Trecho do texto:
- - -
Por Jacinta Bowler
Publicado na ScienceAlert
Um ano no espaço não é um passeio no parque. Basta perguntar a Scott Kelly, o astronauta americano que passou um ano na Estação Espacial Internacional (EEI) em 2015.
Sua permanência de longo prazo no espaço mudou seu DNA, seus telômeros e seu microbioma intestinal, ele perdeu densidade óssea e ainda tinha dor nos pés três meses depois.
Mas é uma coisa totalmente diferente sobreviver no espaço vazio fora da proteção da EEI, onde a radiação ultravioleta, o vácuo, as grandes oscilações de temperatura e a microgravidade são ameaças iminentes.
Portanto, é uma façanha de uma espécie de bactéria encontrada pela primeira vez em uma lata de carne, Deinococcus radiodurans, que foi achada viva e “bem, obrigada” depois de passar um ano morando em uma plataforma especialmente projetada fora do módulo pressurizado da EEI.
- - -
Dados de entrada:
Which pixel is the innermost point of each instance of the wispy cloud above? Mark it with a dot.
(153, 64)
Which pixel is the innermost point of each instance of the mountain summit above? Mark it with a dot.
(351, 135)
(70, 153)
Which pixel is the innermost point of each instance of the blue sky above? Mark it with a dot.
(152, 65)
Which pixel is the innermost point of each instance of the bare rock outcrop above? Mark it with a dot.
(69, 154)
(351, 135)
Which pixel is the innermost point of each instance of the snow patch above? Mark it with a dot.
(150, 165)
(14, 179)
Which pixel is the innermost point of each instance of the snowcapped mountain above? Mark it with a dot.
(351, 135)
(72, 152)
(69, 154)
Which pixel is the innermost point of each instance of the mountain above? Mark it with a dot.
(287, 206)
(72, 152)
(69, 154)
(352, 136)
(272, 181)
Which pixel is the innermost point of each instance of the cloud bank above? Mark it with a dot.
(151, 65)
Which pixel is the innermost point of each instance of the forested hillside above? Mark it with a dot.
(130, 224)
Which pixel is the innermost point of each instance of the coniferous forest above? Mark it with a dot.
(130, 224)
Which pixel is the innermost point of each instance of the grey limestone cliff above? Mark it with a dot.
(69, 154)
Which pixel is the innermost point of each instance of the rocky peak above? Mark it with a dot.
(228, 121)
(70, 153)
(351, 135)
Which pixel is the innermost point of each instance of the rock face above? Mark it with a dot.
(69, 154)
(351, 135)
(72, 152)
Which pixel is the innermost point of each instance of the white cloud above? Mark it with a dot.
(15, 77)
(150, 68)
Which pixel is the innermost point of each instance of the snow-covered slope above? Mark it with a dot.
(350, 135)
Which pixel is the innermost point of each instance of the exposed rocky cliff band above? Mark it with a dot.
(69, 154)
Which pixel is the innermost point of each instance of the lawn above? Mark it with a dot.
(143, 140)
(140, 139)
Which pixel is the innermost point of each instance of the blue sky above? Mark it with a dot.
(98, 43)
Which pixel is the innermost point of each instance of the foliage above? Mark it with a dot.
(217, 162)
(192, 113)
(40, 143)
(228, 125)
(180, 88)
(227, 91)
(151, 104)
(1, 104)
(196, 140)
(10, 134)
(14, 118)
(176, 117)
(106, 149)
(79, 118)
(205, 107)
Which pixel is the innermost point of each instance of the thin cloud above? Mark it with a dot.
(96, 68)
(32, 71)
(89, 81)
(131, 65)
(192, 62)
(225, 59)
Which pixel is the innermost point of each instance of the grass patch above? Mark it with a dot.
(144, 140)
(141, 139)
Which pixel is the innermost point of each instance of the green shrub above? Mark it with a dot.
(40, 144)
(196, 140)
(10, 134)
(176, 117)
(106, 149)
- - -
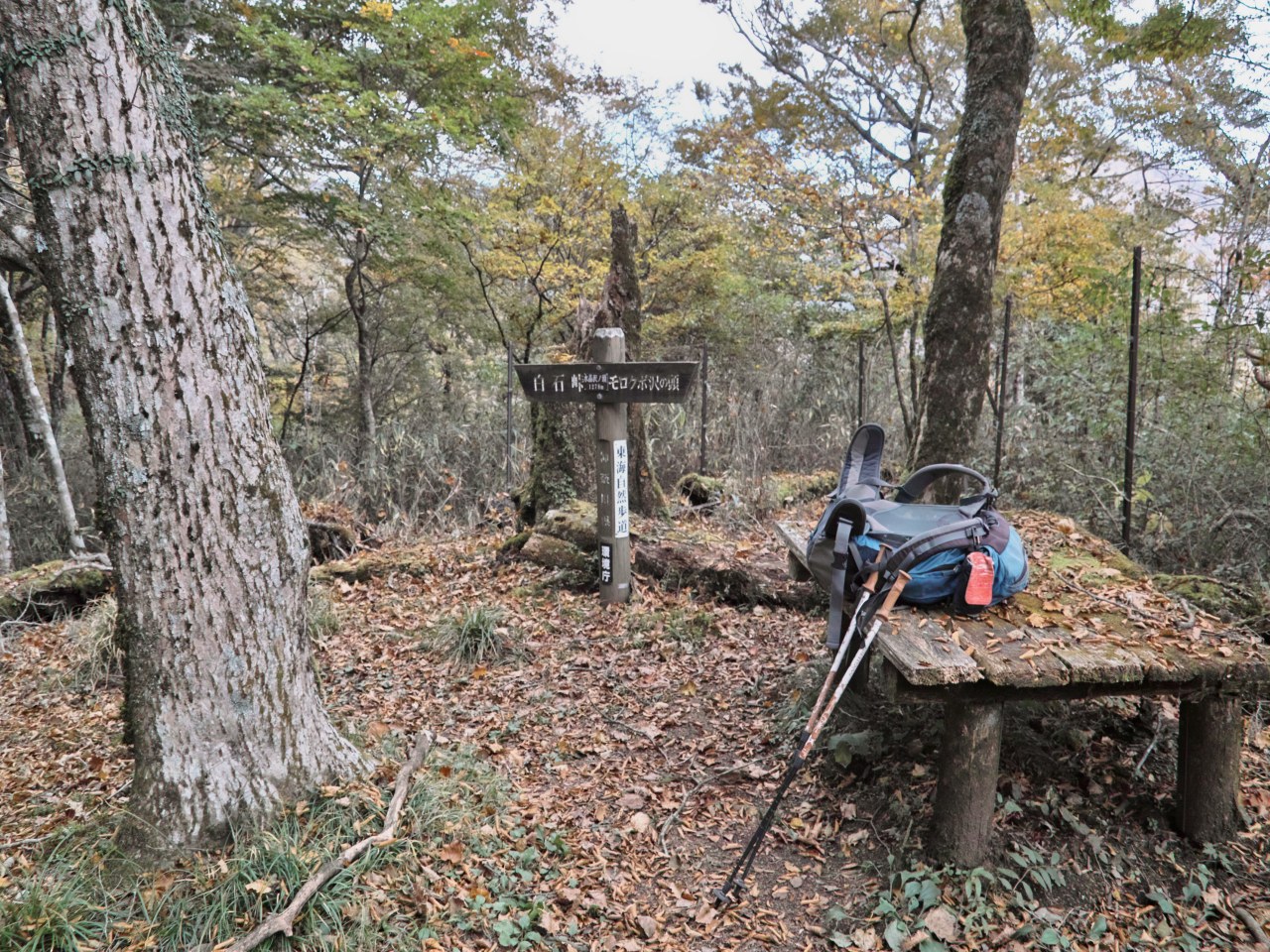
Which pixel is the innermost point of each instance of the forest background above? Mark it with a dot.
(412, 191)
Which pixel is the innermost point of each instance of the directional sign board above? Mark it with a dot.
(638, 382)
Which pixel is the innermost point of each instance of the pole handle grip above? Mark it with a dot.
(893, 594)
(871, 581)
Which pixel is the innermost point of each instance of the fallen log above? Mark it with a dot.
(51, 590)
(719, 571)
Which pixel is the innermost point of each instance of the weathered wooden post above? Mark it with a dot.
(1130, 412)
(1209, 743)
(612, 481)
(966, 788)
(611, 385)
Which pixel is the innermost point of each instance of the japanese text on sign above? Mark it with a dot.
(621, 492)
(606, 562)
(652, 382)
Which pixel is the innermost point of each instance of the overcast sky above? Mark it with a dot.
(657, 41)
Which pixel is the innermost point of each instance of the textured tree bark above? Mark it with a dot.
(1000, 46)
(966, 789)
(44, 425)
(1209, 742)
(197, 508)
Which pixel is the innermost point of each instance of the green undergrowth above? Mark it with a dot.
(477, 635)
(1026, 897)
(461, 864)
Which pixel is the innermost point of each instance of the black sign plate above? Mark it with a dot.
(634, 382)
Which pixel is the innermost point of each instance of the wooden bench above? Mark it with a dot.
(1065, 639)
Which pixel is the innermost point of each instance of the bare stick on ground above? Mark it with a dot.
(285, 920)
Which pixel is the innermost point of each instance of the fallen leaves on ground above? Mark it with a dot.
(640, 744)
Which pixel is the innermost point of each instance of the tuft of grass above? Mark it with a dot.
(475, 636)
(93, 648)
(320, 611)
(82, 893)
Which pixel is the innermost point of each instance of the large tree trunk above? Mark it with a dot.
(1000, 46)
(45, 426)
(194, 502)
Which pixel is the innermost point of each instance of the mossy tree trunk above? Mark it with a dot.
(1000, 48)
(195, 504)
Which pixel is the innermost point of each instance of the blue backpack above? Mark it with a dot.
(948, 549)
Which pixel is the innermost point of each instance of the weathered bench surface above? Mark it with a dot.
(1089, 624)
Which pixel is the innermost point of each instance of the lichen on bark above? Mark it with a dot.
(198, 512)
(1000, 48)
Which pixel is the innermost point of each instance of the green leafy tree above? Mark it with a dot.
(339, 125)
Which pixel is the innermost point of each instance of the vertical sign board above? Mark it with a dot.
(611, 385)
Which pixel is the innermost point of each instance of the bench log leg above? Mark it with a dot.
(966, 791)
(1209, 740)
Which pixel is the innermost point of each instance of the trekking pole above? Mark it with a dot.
- - -
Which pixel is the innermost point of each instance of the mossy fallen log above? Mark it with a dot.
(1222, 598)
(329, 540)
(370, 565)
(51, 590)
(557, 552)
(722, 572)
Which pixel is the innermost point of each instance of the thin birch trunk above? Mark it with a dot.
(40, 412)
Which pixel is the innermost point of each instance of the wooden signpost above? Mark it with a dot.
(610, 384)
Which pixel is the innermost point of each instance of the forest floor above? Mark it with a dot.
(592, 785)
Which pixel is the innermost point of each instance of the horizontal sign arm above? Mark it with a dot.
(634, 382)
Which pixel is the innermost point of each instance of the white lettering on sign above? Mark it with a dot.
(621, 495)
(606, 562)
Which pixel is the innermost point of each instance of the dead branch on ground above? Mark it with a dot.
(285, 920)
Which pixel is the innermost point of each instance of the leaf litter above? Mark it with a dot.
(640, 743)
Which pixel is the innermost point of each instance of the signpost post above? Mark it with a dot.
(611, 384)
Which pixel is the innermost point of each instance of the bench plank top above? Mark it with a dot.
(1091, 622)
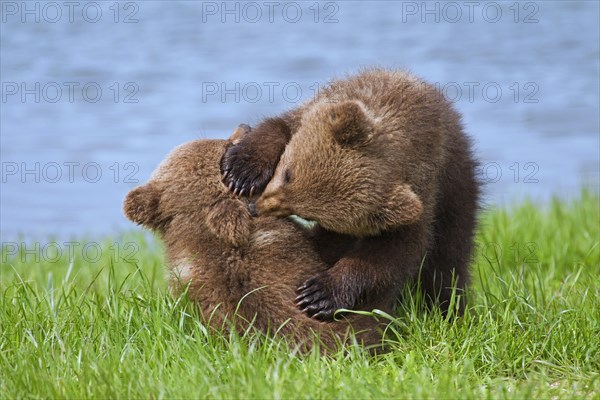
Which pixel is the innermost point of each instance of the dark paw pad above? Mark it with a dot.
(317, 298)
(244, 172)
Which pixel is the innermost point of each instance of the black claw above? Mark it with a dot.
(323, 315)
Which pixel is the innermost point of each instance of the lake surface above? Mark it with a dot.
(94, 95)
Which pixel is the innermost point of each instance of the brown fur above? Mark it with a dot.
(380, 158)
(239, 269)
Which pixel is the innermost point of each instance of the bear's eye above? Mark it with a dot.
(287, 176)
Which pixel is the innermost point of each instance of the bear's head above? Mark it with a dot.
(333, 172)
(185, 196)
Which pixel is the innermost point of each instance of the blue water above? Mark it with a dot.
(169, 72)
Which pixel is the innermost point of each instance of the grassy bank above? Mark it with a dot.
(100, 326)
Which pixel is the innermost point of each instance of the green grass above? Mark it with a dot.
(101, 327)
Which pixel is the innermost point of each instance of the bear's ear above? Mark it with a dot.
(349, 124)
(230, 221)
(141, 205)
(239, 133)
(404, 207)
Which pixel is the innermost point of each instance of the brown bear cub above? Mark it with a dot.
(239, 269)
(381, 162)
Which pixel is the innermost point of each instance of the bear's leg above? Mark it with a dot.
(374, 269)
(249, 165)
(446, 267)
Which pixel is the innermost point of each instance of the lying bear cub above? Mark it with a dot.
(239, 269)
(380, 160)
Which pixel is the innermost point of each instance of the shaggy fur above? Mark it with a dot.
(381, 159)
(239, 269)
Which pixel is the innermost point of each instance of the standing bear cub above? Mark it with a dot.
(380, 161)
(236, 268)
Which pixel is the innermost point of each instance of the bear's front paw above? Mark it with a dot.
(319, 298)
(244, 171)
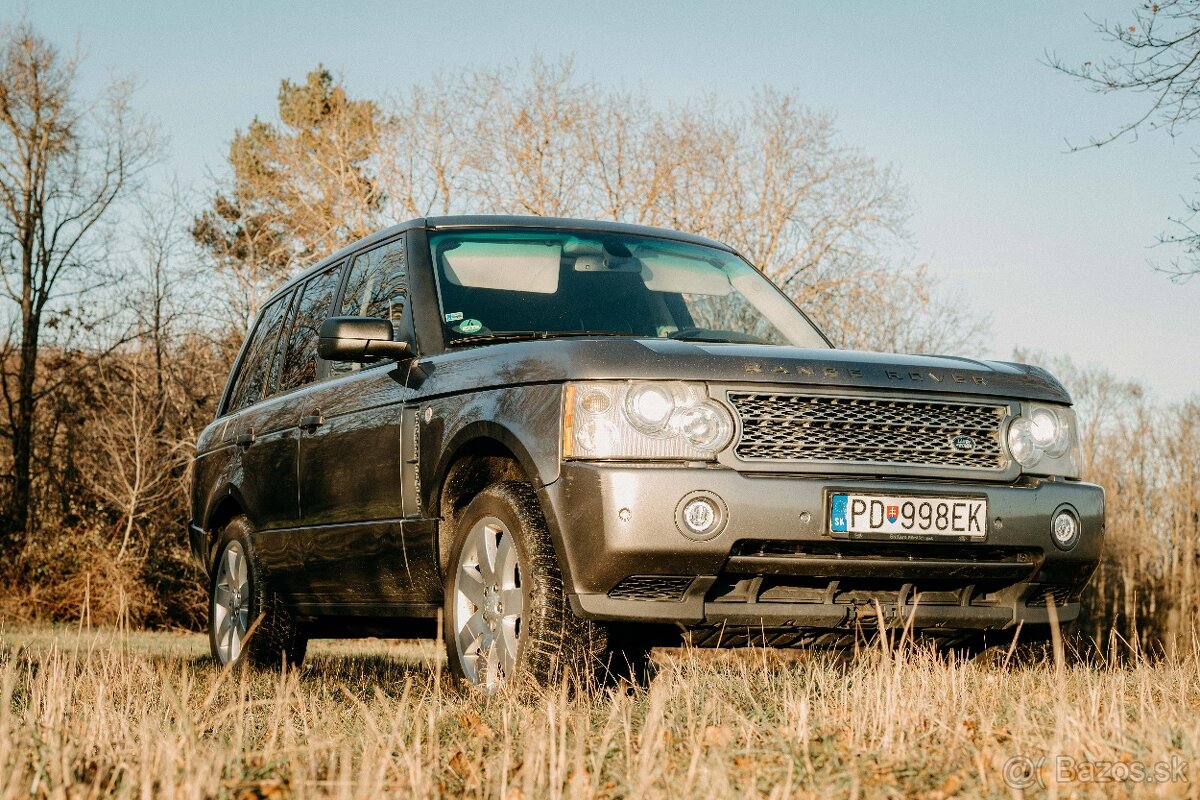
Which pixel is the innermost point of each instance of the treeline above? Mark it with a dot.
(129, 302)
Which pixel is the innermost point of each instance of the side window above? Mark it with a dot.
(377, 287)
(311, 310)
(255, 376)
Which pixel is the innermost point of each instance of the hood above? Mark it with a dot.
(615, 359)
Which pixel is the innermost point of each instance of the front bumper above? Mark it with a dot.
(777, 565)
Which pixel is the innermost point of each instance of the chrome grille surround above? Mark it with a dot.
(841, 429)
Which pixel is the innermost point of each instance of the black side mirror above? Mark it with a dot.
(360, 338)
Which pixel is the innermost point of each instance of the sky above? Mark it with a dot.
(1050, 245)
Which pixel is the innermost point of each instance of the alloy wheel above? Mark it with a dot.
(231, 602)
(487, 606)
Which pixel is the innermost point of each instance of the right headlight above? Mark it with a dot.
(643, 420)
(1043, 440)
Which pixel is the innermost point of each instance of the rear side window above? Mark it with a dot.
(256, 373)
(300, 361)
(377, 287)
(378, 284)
- - -
Lista de tarefas:
1. Responda com base no texto sobre a bactéria no espaço:
(a) Em que ano Scott Kelly passou um ano na Estação Espacial Internacional?
(b) Por quanto tempo depois ele ainda sentia dor nos pés?
(c) Onde a bactéria Deinococcus radiodurans foi encontrada pela primeira vez?
2. Reproduza exatamente o trecho do texto sobre a bactéria no espaço que começa com as palavras "Mas é uma coisa" e termina com "pressurizado da EEI.".
Não é preciso consultar a listagem.

Soluções dos exercícios:
1.
(a) Em 2015.
(b) Por três meses.
(c) Em uma lata de carne.

2.
Mas é uma coisa totalmente diferente sobreviver no espaço vazio fora da proteção da EEI, onde a radiação ultravioleta, o vácuo, as grandes oscilações de temperatura e a microgravidade são ameaças iminentes.
Portanto, é uma façanha de uma espécie de bactéria encontrada pela primeira vez em uma lata de carne, Deinococcus radiodurans, que foi achada viva e “bem, obrigada” depois de passar um ano morando em uma plataforma especialmente projetada fora do módulo pressurizado da EEI.